# Text:
##########
Images from Ukraine capture 100 days of suffering, resilience amid war with Russia

How many buildings have been obliterated in Ukraine? How many limbs lost, children brutalized, refugees put to flight? How many mothers and fathers, sons and daughters killed in 100 days?

A woman navigates a debris-filled street where destroyed Russian military vehicles stand in Bucha on the outskirts of Kyiv, Ukraine, Sunday, April 3, 2022 (Photo: AP)

How many dreams have been destroyed?

Ukrainian troops escort a suspected Russian agent in Kyiv, Ukraine, Sunday, Feb. 27, 2022 (Photo: AP)

There is no accounting of a war that launched in late winter, continued through spring and is likely to drag on for seasons to come. The conflict unleashed by Russian President Vladimir Putin defies statistics. It is a story best told in unsparing images of human suffering and resilience.

A Ukrainian soldier and a militia man help a fleeing family to cross the Irpin River on the outskirts of Kyiv, Ukraine, Saturday, March 5, 2022 (Photo:AP)

Natali Sevriukova stands near her house after a rocket attack in Kyiv, Ukraine, Friday, Feb. 25, 2022 (Photo: AP)
##########
[Point-per-instance localization data]
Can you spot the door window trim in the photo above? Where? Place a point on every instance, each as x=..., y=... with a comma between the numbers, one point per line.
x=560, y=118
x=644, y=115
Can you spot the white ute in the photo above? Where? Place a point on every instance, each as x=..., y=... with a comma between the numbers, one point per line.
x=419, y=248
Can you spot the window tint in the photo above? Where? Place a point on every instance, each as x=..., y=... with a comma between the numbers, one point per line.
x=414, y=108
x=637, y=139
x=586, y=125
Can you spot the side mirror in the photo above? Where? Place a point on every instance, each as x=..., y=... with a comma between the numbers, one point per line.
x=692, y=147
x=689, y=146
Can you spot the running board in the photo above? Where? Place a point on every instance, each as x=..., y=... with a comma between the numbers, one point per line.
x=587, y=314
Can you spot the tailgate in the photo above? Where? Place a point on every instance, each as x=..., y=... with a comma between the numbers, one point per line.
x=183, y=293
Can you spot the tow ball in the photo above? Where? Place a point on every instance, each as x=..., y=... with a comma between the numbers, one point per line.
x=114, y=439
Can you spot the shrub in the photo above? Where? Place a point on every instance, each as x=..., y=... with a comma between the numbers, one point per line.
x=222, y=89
##########
# What you should do:
Reproduce the full text above on images from Ukraine's 100 days of war, word for word.

# Written answer:
Images from Ukraine capture 100 days of suffering, resilience amid war with Russia

How many buildings have been obliterated in Ukraine? How many limbs lost, children brutalized, refugees put to flight? How many mothers and fathers, sons and daughters killed in 100 days?

A woman navigates a debris-filled street where destroyed Russian military vehicles stand in Bucha on the outskirts of Kyiv, Ukraine, Sunday, April 3, 2022 (Photo: AP)

How many dreams have been destroyed?

Ukrainian troops escort a suspected Russian agent in Kyiv, Ukraine, Sunday, Feb. 27, 2022 (Photo: AP)

There is no accounting of a war that launched in late winter, continued through spring and is likely to drag on for seasons to come. The conflict unleashed by Russian President Vladimir Putin defies statistics. It is a story best told in unsparing images of human suffering and resilience.

A Ukrainian soldier and a militia man help a fleeing family to cross the Irpin River on the outskirts of Kyiv, Ukraine, Saturday, March 5, 2022 (Photo:AP)

Natali Sevriukova stands near her house after a rocket attack in Kyiv, Ukraine, Friday, Feb. 25, 2022 (Photo: AP)